### INSTRUÇÕES
1. No trecho sobre a psicoterapia dialógica, qual é a diferença apontada entre a dialógica e a dialética?
2. Prolongue o trecho sobre a psicoterapia dialógica a partir do ponto em que ele termina, mantendo o mesmo registro.

Martin Buber (1982) em seu livro “Do diálogo e do dialógico”, aborda o fenômeno do inter-humano. Para ele o terapeuta não é um observador que se preocupa em anotar traços de comportamento, ele é antes, um contemplador, tal como o artista, confia num trabalho orgânico e aguarda livre e despreocupadamente o que lhe virá. Desta maneira trava com seu cliente um conhecimento íntimo.

Atualmente, o Gestalt-terapeuta Richard Hycner (1995), apoiado na filosofia de Buber, propõem uma psicoterapia dialógica, ou seja, uma noção que contemple o fenômeno do “entre” relacional. Diferentemente da dialética, que pretende alcançar uma síntese racional, a dialógica se propõe a ficar com aquilo que é figura na relação terapeuta-cliente. Entretanto, a Gestalt-dialógica não se refere somente ao discurso, mas ao fato de que a existência humana é relacional. A pessoa é um dos pólos numa bipolaridade ou numa multipolaridade. Para Buber (1982, p. 139) o sentido do inter-humano “não se encontra nem em um dos parceiros, nem nos dois em conjunto, mas encontra-se somente neste encarnado jogo entre os dois, neste seu Entre”. Para Buber o fenômeno do “entre” não se limita a um conceito psíquico mas refere-se a um fenômeno ontológico.

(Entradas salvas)
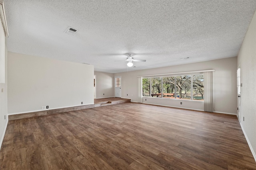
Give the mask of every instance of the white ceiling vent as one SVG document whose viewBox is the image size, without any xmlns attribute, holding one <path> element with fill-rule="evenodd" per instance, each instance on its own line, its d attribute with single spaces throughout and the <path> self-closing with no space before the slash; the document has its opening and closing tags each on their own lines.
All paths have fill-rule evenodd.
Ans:
<svg viewBox="0 0 256 170">
<path fill-rule="evenodd" d="M 74 35 L 78 31 L 78 29 L 75 28 L 72 28 L 71 27 L 69 27 L 65 31 L 65 32 L 68 33 L 68 34 L 71 34 Z"/>
</svg>

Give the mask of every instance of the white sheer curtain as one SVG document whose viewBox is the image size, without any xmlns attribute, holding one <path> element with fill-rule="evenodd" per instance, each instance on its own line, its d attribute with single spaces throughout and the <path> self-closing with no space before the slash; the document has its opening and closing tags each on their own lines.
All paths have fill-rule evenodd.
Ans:
<svg viewBox="0 0 256 170">
<path fill-rule="evenodd" d="M 142 77 L 138 78 L 138 102 L 142 102 Z"/>
<path fill-rule="evenodd" d="M 213 72 L 204 72 L 204 111 L 213 112 Z"/>
</svg>

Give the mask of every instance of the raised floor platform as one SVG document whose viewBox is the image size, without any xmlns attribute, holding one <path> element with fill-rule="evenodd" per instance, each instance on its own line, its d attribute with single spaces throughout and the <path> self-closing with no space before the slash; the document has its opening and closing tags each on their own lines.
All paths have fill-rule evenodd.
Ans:
<svg viewBox="0 0 256 170">
<path fill-rule="evenodd" d="M 52 109 L 47 110 L 44 110 L 42 111 L 36 111 L 34 112 L 9 115 L 8 118 L 9 120 L 18 120 L 37 116 L 51 115 L 52 114 L 64 113 L 67 111 L 74 111 L 76 110 L 82 110 L 83 109 L 86 109 L 90 108 L 96 107 L 98 107 L 104 106 L 107 105 L 129 102 L 130 102 L 130 99 L 124 99 L 120 98 L 109 98 L 95 99 L 94 104 L 82 105 L 78 106 L 70 107 L 68 107 Z"/>
</svg>

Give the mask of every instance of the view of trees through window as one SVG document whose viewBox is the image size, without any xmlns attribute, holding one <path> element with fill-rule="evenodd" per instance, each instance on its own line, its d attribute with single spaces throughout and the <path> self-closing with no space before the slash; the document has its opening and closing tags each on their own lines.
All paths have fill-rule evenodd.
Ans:
<svg viewBox="0 0 256 170">
<path fill-rule="evenodd" d="M 203 74 L 142 78 L 144 96 L 203 100 L 204 94 Z"/>
</svg>

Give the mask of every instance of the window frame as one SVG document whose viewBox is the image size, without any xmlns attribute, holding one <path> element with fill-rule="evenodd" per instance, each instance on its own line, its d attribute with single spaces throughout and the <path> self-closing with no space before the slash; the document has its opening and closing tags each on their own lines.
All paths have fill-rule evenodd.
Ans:
<svg viewBox="0 0 256 170">
<path fill-rule="evenodd" d="M 194 82 L 194 80 L 193 80 L 193 76 L 195 75 L 202 75 L 203 76 L 203 77 L 204 78 L 204 73 L 203 72 L 190 72 L 190 74 L 162 74 L 162 75 L 159 75 L 158 76 L 155 76 L 154 75 L 154 76 L 141 76 L 142 77 L 142 79 L 143 78 L 150 78 L 150 92 L 149 92 L 149 96 L 142 96 L 142 97 L 152 97 L 153 96 L 152 96 L 152 94 L 151 94 L 151 88 L 152 88 L 152 78 L 160 78 L 161 79 L 161 97 L 159 97 L 158 98 L 165 98 L 165 99 L 176 99 L 176 100 L 185 100 L 186 101 L 196 101 L 196 102 L 204 102 L 204 95 L 203 95 L 203 99 L 202 100 L 196 100 L 196 99 L 194 99 L 194 98 L 193 96 L 193 92 L 194 92 L 194 89 L 193 89 L 193 82 Z M 177 98 L 177 80 L 176 80 L 176 77 L 177 76 L 190 76 L 190 99 L 185 99 L 184 98 Z M 174 77 L 174 98 L 164 98 L 163 97 L 163 93 L 163 93 L 163 78 L 164 77 Z M 143 82 L 143 81 L 142 81 Z M 142 84 L 142 89 L 143 89 L 143 84 Z"/>
</svg>

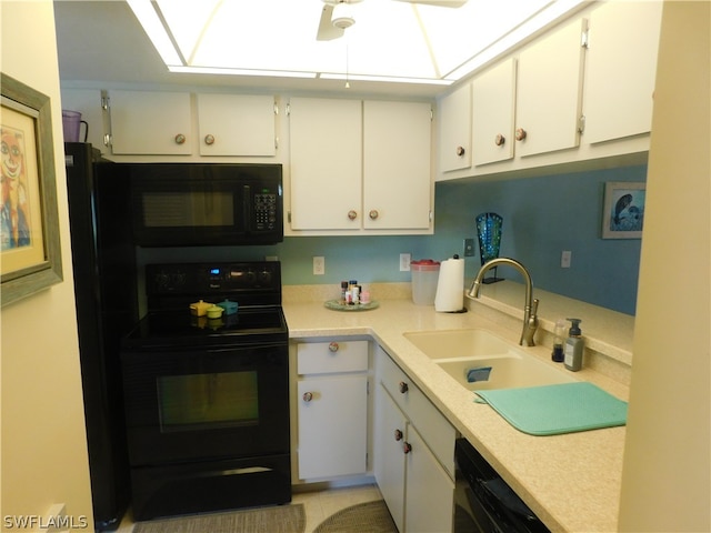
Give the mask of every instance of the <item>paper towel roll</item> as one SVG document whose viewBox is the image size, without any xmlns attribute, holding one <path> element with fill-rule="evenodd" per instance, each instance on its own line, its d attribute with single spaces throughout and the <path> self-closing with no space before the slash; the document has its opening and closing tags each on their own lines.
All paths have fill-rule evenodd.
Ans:
<svg viewBox="0 0 711 533">
<path fill-rule="evenodd" d="M 440 264 L 434 311 L 455 312 L 464 306 L 464 260 L 447 259 Z"/>
</svg>

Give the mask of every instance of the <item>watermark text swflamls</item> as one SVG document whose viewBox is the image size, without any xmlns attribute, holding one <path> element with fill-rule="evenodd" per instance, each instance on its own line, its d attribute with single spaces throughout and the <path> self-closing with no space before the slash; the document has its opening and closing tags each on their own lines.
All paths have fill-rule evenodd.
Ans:
<svg viewBox="0 0 711 533">
<path fill-rule="evenodd" d="M 7 530 L 86 530 L 89 527 L 87 515 L 40 516 L 39 514 L 6 514 L 2 523 Z"/>
</svg>

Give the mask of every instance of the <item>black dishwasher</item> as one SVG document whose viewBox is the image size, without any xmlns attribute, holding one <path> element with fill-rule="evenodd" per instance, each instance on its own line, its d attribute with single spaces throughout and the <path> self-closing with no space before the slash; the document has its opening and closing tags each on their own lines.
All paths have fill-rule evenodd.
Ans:
<svg viewBox="0 0 711 533">
<path fill-rule="evenodd" d="M 471 519 L 457 520 L 454 533 L 549 532 L 469 441 L 457 440 L 454 456 L 458 511 Z"/>
</svg>

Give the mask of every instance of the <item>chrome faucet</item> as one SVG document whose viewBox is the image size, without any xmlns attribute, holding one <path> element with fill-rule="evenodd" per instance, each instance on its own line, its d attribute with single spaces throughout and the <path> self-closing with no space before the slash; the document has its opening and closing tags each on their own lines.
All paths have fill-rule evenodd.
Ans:
<svg viewBox="0 0 711 533">
<path fill-rule="evenodd" d="M 508 264 L 509 266 L 513 266 L 515 270 L 521 272 L 523 275 L 523 280 L 525 281 L 525 302 L 523 305 L 523 330 L 521 330 L 521 339 L 519 340 L 519 344 L 522 346 L 533 346 L 535 343 L 533 342 L 533 334 L 538 329 L 538 316 L 535 313 L 538 312 L 538 300 L 532 299 L 533 295 L 533 282 L 531 281 L 531 274 L 525 270 L 521 263 L 519 263 L 515 259 L 510 258 L 497 258 L 492 259 L 484 263 L 473 283 L 467 291 L 467 296 L 469 298 L 479 298 L 479 291 L 481 290 L 482 280 L 484 274 L 490 269 L 499 266 L 500 264 Z"/>
</svg>

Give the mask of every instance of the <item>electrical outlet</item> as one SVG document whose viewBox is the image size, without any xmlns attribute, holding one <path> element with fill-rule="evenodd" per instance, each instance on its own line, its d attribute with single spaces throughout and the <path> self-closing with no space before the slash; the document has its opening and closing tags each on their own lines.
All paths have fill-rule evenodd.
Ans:
<svg viewBox="0 0 711 533">
<path fill-rule="evenodd" d="M 464 239 L 464 257 L 473 258 L 474 257 L 474 240 L 473 239 Z"/>
<path fill-rule="evenodd" d="M 570 269 L 570 262 L 573 259 L 573 252 L 570 250 L 563 250 L 560 254 L 560 268 Z"/>
<path fill-rule="evenodd" d="M 313 257 L 313 275 L 326 274 L 326 258 L 322 255 Z"/>
<path fill-rule="evenodd" d="M 411 261 L 412 261 L 412 255 L 410 253 L 401 253 L 400 254 L 400 272 L 410 272 Z"/>
</svg>

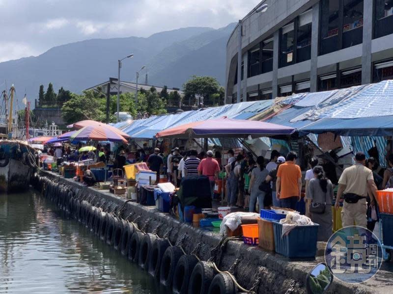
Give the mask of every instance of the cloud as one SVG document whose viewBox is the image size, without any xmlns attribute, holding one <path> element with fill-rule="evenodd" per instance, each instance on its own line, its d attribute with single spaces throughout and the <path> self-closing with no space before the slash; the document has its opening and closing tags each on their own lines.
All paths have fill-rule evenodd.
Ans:
<svg viewBox="0 0 393 294">
<path fill-rule="evenodd" d="M 237 22 L 260 0 L 0 0 L 0 60 L 87 38 L 148 37 L 186 27 L 218 28 Z M 16 48 L 8 53 L 4 43 Z"/>
</svg>

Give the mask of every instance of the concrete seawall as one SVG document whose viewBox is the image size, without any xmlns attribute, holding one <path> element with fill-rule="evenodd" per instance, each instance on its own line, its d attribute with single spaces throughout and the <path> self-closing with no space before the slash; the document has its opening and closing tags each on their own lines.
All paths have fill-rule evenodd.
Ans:
<svg viewBox="0 0 393 294">
<path fill-rule="evenodd" d="M 67 187 L 79 199 L 88 201 L 92 205 L 99 206 L 104 210 L 108 207 L 113 210 L 116 206 L 118 209 L 126 200 L 108 191 L 84 186 L 51 172 L 40 171 L 39 175 L 33 179 L 33 183 L 37 184 L 48 180 Z M 130 221 L 137 223 L 139 227 L 147 233 L 154 233 L 162 238 L 167 237 L 172 244 L 181 244 L 186 253 L 193 252 L 202 260 L 207 261 L 214 255 L 221 270 L 230 271 L 243 288 L 250 289 L 253 287 L 258 293 L 306 293 L 307 274 L 316 264 L 324 261 L 323 257 L 311 260 L 289 259 L 238 241 L 228 241 L 219 246 L 218 250 L 214 250 L 221 241 L 217 234 L 181 222 L 169 214 L 160 213 L 154 207 L 128 202 L 124 208 L 122 214 L 123 218 L 128 217 Z M 393 283 L 393 275 L 391 272 L 386 274 L 389 274 L 390 276 L 388 280 Z M 377 282 L 373 282 L 373 279 L 365 285 L 355 286 L 335 279 L 329 293 L 387 293 L 391 290 L 389 283 L 386 285 L 386 292 L 384 286 L 374 288 Z"/>
</svg>

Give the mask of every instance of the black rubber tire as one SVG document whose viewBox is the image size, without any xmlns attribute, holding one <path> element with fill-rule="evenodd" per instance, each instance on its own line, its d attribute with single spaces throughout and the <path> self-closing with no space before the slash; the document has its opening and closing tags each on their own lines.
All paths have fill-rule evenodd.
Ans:
<svg viewBox="0 0 393 294">
<path fill-rule="evenodd" d="M 160 268 L 160 283 L 168 289 L 172 288 L 175 268 L 182 255 L 183 251 L 175 246 L 168 247 L 164 254 Z"/>
<path fill-rule="evenodd" d="M 149 274 L 157 280 L 160 278 L 160 270 L 163 256 L 165 250 L 169 246 L 169 242 L 166 239 L 156 239 L 152 246 L 149 261 Z"/>
<path fill-rule="evenodd" d="M 208 294 L 235 294 L 236 287 L 227 273 L 218 273 L 212 281 Z"/>
<path fill-rule="evenodd" d="M 146 234 L 140 242 L 138 265 L 142 269 L 147 271 L 149 269 L 151 247 L 156 239 L 157 239 L 156 235 L 152 234 Z"/>
<path fill-rule="evenodd" d="M 200 261 L 194 268 L 188 284 L 188 294 L 207 293 L 213 280 L 214 271 L 211 263 Z"/>
<path fill-rule="evenodd" d="M 121 234 L 121 246 L 120 249 L 122 255 L 128 257 L 128 249 L 131 243 L 131 237 L 134 232 L 134 225 L 126 221 L 126 224 L 124 226 L 124 229 Z"/>
<path fill-rule="evenodd" d="M 105 240 L 107 244 L 110 246 L 113 244 L 113 234 L 116 227 L 118 225 L 119 220 L 112 214 L 109 214 L 108 225 L 107 227 L 107 232 L 105 234 Z"/>
<path fill-rule="evenodd" d="M 121 249 L 121 236 L 124 228 L 127 225 L 127 222 L 124 219 L 119 219 L 117 224 L 114 229 L 113 234 L 113 244 L 115 250 L 119 251 Z"/>
<path fill-rule="evenodd" d="M 106 213 L 100 224 L 100 239 L 104 242 L 106 241 L 107 228 L 109 225 L 109 214 Z"/>
<path fill-rule="evenodd" d="M 134 232 L 128 245 L 128 260 L 136 264 L 138 262 L 140 241 L 143 238 L 143 233 L 139 231 Z"/>
<path fill-rule="evenodd" d="M 191 273 L 198 263 L 198 259 L 194 255 L 183 255 L 176 266 L 173 274 L 172 293 L 187 294 Z"/>
</svg>

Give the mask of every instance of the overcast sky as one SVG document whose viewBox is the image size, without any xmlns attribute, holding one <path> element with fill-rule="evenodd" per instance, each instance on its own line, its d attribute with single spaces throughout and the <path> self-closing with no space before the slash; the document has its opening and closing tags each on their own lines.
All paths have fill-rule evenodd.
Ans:
<svg viewBox="0 0 393 294">
<path fill-rule="evenodd" d="M 218 28 L 237 22 L 260 0 L 0 0 L 0 61 L 87 39 Z"/>
</svg>

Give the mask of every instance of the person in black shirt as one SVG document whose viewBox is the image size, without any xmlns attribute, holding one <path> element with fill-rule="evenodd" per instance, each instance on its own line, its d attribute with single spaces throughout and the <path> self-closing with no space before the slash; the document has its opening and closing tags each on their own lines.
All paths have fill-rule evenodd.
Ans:
<svg viewBox="0 0 393 294">
<path fill-rule="evenodd" d="M 159 154 L 159 149 L 154 148 L 154 153 L 149 157 L 146 162 L 149 168 L 157 173 L 156 184 L 160 182 L 160 170 L 164 164 L 164 159 L 162 156 Z"/>
</svg>

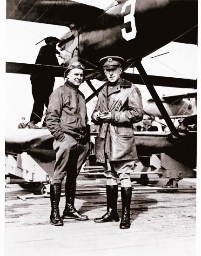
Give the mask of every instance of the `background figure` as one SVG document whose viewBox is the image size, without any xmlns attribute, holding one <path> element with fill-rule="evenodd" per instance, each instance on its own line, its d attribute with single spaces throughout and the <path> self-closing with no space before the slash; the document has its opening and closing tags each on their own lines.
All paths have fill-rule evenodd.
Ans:
<svg viewBox="0 0 201 256">
<path fill-rule="evenodd" d="M 60 40 L 53 36 L 45 39 L 47 45 L 42 46 L 39 51 L 35 64 L 60 66 L 56 54 L 59 52 L 56 49 L 56 44 Z M 41 121 L 44 104 L 47 108 L 49 98 L 53 91 L 54 76 L 50 74 L 32 74 L 30 77 L 32 84 L 32 95 L 34 103 L 30 121 L 27 126 L 29 128 L 38 128 L 35 124 Z M 45 121 L 43 126 L 46 126 Z"/>
<path fill-rule="evenodd" d="M 81 215 L 74 207 L 77 176 L 89 150 L 85 99 L 78 89 L 84 79 L 85 69 L 79 61 L 68 65 L 67 81 L 51 94 L 46 113 L 47 127 L 54 137 L 53 148 L 56 152 L 50 191 L 52 207 L 50 221 L 55 226 L 63 225 L 59 204 L 61 183 L 65 175 L 66 205 L 63 218 L 88 220 L 87 216 Z"/>
<path fill-rule="evenodd" d="M 139 89 L 120 77 L 124 61 L 116 56 L 100 60 L 108 81 L 99 93 L 92 121 L 100 125 L 95 154 L 97 161 L 104 164 L 107 211 L 94 221 L 119 221 L 117 211 L 119 176 L 122 202 L 120 228 L 129 229 L 132 195 L 130 173 L 133 171 L 134 161 L 137 159 L 133 124 L 142 120 L 143 109 Z"/>
</svg>

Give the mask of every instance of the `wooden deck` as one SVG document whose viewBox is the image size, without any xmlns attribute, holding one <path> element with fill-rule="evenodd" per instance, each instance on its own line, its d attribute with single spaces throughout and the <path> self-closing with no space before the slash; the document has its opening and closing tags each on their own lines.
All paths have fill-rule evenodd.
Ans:
<svg viewBox="0 0 201 256">
<path fill-rule="evenodd" d="M 154 186 L 161 187 L 161 179 Z M 179 187 L 195 186 L 196 179 L 185 180 Z M 33 194 L 17 184 L 6 189 L 5 252 L 6 256 L 194 256 L 196 193 L 134 190 L 131 209 L 131 228 L 120 229 L 120 222 L 95 223 L 105 212 L 105 193 L 87 193 L 80 188 L 104 187 L 95 180 L 78 181 L 75 206 L 89 220 L 65 220 L 64 225 L 50 224 L 49 198 L 23 201 L 17 195 Z M 135 185 L 134 188 L 141 185 Z M 154 185 L 152 185 L 154 186 Z M 60 201 L 62 214 L 65 197 Z M 121 193 L 118 211 L 121 211 Z"/>
</svg>

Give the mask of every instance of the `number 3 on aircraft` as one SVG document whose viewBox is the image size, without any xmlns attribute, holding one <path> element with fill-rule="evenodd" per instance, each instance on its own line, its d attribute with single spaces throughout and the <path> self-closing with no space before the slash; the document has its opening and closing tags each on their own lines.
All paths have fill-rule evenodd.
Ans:
<svg viewBox="0 0 201 256">
<path fill-rule="evenodd" d="M 135 7 L 136 0 L 128 0 L 123 5 L 121 9 L 121 13 L 124 13 L 126 8 L 127 6 L 131 6 L 130 13 L 124 16 L 124 23 L 130 22 L 131 25 L 131 31 L 127 33 L 126 31 L 126 28 L 121 29 L 121 33 L 123 37 L 127 41 L 129 41 L 135 38 L 137 30 L 135 27 L 135 21 L 134 17 L 134 10 Z"/>
</svg>

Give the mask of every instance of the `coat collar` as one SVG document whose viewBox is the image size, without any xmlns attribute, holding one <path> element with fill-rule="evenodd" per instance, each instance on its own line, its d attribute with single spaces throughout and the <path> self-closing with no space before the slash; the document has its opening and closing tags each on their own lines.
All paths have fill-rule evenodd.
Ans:
<svg viewBox="0 0 201 256">
<path fill-rule="evenodd" d="M 110 83 L 109 82 L 109 81 L 107 81 L 107 82 L 105 84 L 105 86 L 103 87 L 103 88 L 102 89 L 102 93 L 105 96 L 107 96 L 107 87 L 108 86 L 113 86 L 112 85 L 113 83 Z M 130 82 L 129 81 L 127 81 L 127 80 L 126 80 L 125 79 L 122 79 L 121 77 L 119 79 L 119 80 L 117 81 L 117 83 L 116 84 L 116 89 L 113 92 L 113 94 L 114 92 L 116 92 L 117 91 L 119 91 L 120 90 L 121 87 L 123 87 L 124 88 L 130 88 L 132 86 L 132 82 Z M 116 85 L 114 84 L 113 86 Z M 108 95 L 109 96 L 109 95 Z"/>
</svg>

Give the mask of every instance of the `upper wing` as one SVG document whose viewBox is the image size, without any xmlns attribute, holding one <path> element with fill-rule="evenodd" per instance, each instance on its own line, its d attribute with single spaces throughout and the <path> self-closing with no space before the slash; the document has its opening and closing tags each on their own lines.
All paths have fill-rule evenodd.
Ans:
<svg viewBox="0 0 201 256">
<path fill-rule="evenodd" d="M 91 27 L 103 10 L 68 0 L 7 0 L 7 18 L 68 26 Z M 90 14 L 90 15 L 89 15 Z"/>
</svg>

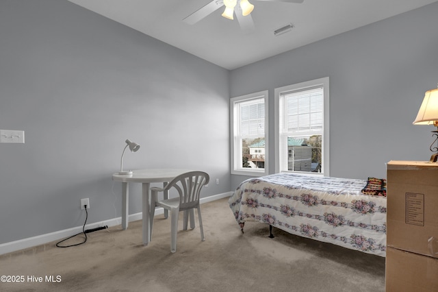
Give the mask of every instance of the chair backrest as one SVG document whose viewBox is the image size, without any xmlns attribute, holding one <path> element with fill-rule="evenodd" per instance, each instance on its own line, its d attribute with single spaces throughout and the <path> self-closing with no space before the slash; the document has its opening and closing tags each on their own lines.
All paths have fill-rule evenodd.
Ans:
<svg viewBox="0 0 438 292">
<path fill-rule="evenodd" d="M 210 177 L 203 171 L 183 173 L 170 182 L 166 188 L 175 188 L 179 194 L 179 210 L 190 209 L 199 204 L 201 189 L 208 184 Z"/>
</svg>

### RESPOSTAS DAS TAREFAS
1. A dialética pretende alcançar uma síntese racional, enquanto a dialógica se propõe a ficar com aquilo que é figura na relação terapeuta-cliente.

2.
O termo “diálogo”, em sua origem grega, significa “movimento-através da palavra”. Portanto, o terapeuta, fundamentado numa perspectiva do ser-em-relação, encontra-se com seu cliente, num movimento interexistencial que pode se dar pelas múltiplas formas de expressão humana, ou seja, pela palavra e suas histórias, pelos gestos e seus movimentos, pelo corpo e sua expressividade, pelo desenho e suas formas...

Heidegger, Buber e Perls, cada um ao seu modo, assinalam que existimos sempre numa relação de alteridade. Para estes autores, o relacionar-se, seja de uma forma autêntica ou inautêntica, fundamenta o existir humano.

Se por volta de 1900, nos primórdios da psicanálise e da psicoterapia, tínhamos uma cultura repressiva, que conforme assinalou Freud, era geradora de mal estar e sofrimento, compreendemos que, as dores do homem pós-moderno, o qual vive numa cultura técnico/consumista, decorrem de seu apartamento do outro, de seu isolamento e solidão. Para viver não podemos prescindir do outro, tal como retrata sensivelmente Tom Hanks no filme O Náufrago. Chuck Noland (personagem de Hanks), sobrevivente de um acidente aéreo e perdido em uma ilha deserta, não sobreviveria sem seu “Wilson”!

Portanto, entendemos que a experiência da convivência autêntica e do diálogo é uma possibilidade de abrir um campo de potências geradoras, de atitudes que produzam diferenças num mundo carente de sentidos dialogais-relacionais. Este é, a nosso ver, o lugar ético do psicoterapeuta na contemporaneidade.


REFERÊNCIAS BIBLIOGRÁFICAS

BUBER, M. (1982) Do diálogo e do dialógico. São Paulo: Perspectiva.

HEIDEGGER. (1989) Ser e tempo. Petrópolis: Vozes.

HYCNER, R. (1995) De pessoa a pessoa. Rio de Janeiro: Summus.

PERLS, F. (1988) A abordagem gestáltica e a testemunha ocular da terapia. Rio de Janeiro: LTC.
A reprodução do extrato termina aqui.